_CONSEGNA_
Elenca, nell'ordine in cui compaiono, tutte le persone chiamate per nome o cognome nel testo fornito.
── TESTO FORNITO ──
Benvenutə al centoventesimo appuntamento di Fantastico!
Io sono Gabriele e, come avrete notato, da alcune settimane abbiamo ricominciato a fare nomi e cognomi. Continuiamo però a lavorare col favore delle tenebre, e con nessun altro tipo di favore.
Questa modalità di invio più dilazionata mi ha buttato in faccia la dura realtà: non si può star dietro a tutto e le cose arrivano, si impongono e se ne vanno come se nulla fosse nel giro di qualche meme. Sono successe e si sono accumulate tantissime cose che avrei tranquillamente messo in newsletter, ma che ora son già vecchie.
Forse è meglio così, forse è giusto non riuscire a star dietro a tutto, se poi questo tutto è composto da dentisti col braccio in silicone ospiti da Giletti.
Per fortuna, in mezzo a questo marasma di geni della truffa, c’è anche una grande notizia: Patrick Zaki è stato finalmente scarcerato, anche se resta sotto accusa. Non avrà trascorso la vita a Roma Nord come Pietro Castellitto, ma non se l’è passata sicuramente bene in questi 22 mesi. Incrociamo le dita.
───
── DATI ──
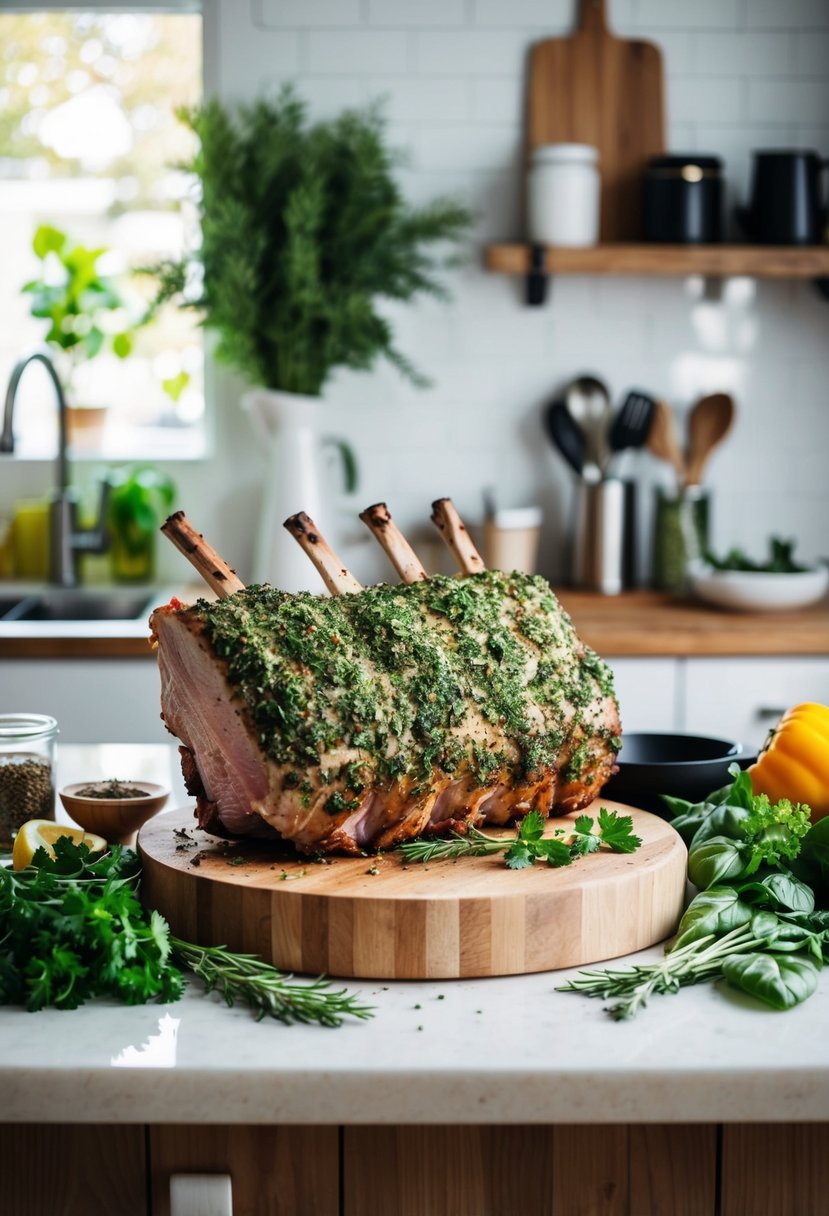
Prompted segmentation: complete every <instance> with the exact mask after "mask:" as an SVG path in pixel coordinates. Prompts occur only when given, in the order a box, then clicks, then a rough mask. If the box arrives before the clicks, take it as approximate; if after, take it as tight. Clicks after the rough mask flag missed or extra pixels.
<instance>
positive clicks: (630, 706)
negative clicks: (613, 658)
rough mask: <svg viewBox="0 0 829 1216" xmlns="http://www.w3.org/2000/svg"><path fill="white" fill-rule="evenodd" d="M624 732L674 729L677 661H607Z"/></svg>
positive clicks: (675, 702)
mask: <svg viewBox="0 0 829 1216" xmlns="http://www.w3.org/2000/svg"><path fill="white" fill-rule="evenodd" d="M608 664H609V666H610V669H611V671H613V677H614V683H615V687H616V696H617V697H619V709H620V714H621V720H622V732H624V731H673V730H676V728H677V688H678V683H677V669H678V662H677V659H627V658H617V659H608Z"/></svg>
───
_SOLUZIONE_
Gabriele, Giletti, Patrick Zaki, Pietro Castellitto